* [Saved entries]
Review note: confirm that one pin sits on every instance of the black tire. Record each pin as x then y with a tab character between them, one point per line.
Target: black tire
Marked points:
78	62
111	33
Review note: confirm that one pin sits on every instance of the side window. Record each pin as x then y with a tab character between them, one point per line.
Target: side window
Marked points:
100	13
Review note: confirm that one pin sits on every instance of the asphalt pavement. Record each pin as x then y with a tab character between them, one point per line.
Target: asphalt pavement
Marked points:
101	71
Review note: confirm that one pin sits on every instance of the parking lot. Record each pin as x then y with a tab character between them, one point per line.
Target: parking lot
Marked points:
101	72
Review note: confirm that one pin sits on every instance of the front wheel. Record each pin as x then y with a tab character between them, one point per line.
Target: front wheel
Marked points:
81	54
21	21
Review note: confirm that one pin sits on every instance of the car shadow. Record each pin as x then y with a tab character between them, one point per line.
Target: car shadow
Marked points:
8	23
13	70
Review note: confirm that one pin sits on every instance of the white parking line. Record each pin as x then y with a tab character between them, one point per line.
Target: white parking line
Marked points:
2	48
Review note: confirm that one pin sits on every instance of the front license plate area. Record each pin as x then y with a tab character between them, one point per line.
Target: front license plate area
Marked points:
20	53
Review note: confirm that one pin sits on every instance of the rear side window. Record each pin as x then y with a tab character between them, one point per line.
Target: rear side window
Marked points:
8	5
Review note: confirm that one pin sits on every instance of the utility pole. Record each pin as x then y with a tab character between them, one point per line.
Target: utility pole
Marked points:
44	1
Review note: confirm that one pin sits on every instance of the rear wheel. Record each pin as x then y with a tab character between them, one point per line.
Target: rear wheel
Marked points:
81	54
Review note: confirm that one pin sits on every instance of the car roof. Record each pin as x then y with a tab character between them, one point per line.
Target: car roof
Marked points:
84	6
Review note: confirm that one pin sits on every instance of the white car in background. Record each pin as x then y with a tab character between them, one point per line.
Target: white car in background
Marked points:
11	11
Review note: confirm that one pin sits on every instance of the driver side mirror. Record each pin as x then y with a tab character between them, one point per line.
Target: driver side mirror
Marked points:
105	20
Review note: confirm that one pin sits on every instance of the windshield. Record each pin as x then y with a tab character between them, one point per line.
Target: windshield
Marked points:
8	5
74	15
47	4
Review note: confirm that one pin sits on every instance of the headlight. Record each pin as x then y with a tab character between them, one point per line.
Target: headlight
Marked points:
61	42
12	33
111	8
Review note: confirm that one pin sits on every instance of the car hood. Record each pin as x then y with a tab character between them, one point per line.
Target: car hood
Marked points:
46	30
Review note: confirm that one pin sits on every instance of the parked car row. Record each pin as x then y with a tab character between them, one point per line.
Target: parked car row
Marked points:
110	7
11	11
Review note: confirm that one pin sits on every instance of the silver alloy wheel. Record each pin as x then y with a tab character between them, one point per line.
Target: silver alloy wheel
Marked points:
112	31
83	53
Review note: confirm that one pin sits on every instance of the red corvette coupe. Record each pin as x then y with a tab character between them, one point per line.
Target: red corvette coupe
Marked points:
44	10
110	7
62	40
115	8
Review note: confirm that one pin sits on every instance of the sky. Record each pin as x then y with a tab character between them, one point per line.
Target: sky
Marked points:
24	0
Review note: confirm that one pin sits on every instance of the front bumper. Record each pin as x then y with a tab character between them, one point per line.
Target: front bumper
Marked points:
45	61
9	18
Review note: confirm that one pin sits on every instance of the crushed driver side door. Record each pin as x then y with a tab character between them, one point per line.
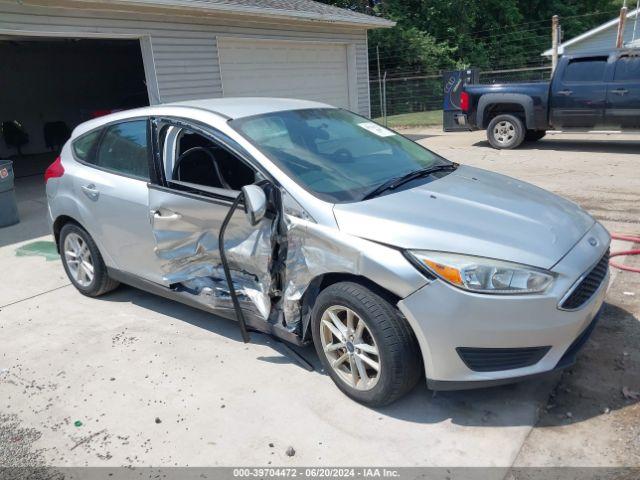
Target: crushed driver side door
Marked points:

* [Work task] What you return must match each record exactly and contain no images.

* [Solution to the problem]
Review note: confirm that one pin sits on every instance of the black tire. Record each pin as x then y with a tab character between them, one point per line.
Target: black tire
Marked points:
78	62
111	33
Review note: confirm that one pin sits on every instance of the side window. Record each pin as x then y with a tab character between them, one point per line.
Target: side window
Marked points:
100	13
Review note: confirm that one pin sits on every instance of the asphalt pavement. Record each pin as x then y with a tab character between them, one point per line.
Target: asphalt pavement
Marked points:
101	71
Review note: confirm that one pin sits on every instance of the parking lot. Record each pin as x then y with a tab character between them, one point per line.
Target: parking lot
Marked points:
101	72
Review note: confirm that one pin sits on every instance of the front wheel. Record each pin as x then y with a tab character between them, one point per line.
Target: front wheel
Marked points:
81	54
21	21
Review note: confirm that one pin sits on every instance of the car shadow. Record each pin as x then y with a tab character between them, one point per line.
Target: car shadow
Marked points:
8	23
13	70
Review note: confirm that one pin sits on every instance of the white parking line. Record each pin as x then y with a tab character between them, one point per line.
Target: white parking line
Marked points:
2	48
Review note: confirm that one pin sits on every instance of the front license plate area. Record each pin as x then y with a tab character between them, one point per line.
Target: front license plate area
Marked points:
20	53
Review note: confirm that one pin sits on every instance of the rear side window. Record each pin as x then y with a tab character between them, one point per line.
Target: rear side window
Marked points:
8	5
Review note: confirm that one pin sits on every instance of the utility pole. Record each pin as x then y with a tab character between them, one point per line.
Target: utility pole
Marked points:
44	1
Review note: confirm that one pin sits on every instance of the rear wheel. Record each pin as x then y with a tab character between them, one point per line.
Target: rear wheel
Marked points:
81	54
Review note: confirm that one pin sits on every instance of the car roof. Record each pin as x then y with a tab character between them, one point per line.
Target: car roof
Marked points:
84	6
Review note: confirm that one pin sits on every instance of the white car in background. Record each pin as x then y with a tab character between them, one point per line.
Target: white car in background
Marked points:
11	11
Review note: confirm that one pin sits on every instance of the driver side mirror. Record each pin as x then y with a tab character between them, one point per line.
Target: driver side mirror
Marked points:
105	20
Review note: confirm that one pin sits on every instance of the windshield. Record each pin as x then y with a tab character between them, one point per line.
Target: windshield
Marked points:
8	5
74	15
47	4
Review note: confirm that one pin sits on every instance of the headlight. Record each pin as x then y with a tab character between them, one point per line.
Target: headlight
Marked points:
61	42
12	33
111	8
Review note: confirm that one pin sits on every instance of the car hood. Record each pin as x then y with a tab character between them, one point per line.
Target: car hood
Marked points:
46	30
Review note: confirm that one pin sits on every instance of the parked car row. Record each pin as x then y with a tab character between them, one point per line.
Target: parked car row
Marked points:
110	7
11	11
Review note: confirm that one pin sits on every instance of the silver alloy wheel. Record each pin as x then y with a tab character between them, one point per line.
Target: silver alloy wheel
Marked points:
112	31
83	53
Review note: confirm that one pin sits on every instance of the red corvette coupe. Record each pin as x then y with a tab character between them, one point per line.
Target: red corvette coupe
Marked points:
44	10
110	7
62	40
115	8
Review note: confirm that one pin sits on every instance of the sky. Record each pin as x then y with a tab character between them, one point per line.
Target: sky
Marked points:
24	0
Review note: confirm that one pin sits on every instance of the front bumper. Record each pin as x then y with a tab character between them, one point per line.
Target: front bumper
Marked points:
45	61
9	18
Review note: confirm that one pin sits on every instance of the crushed driver side door. Record each pin as x then y with a tab character between them, one point per line.
Target: crushed driver side door
Marked points:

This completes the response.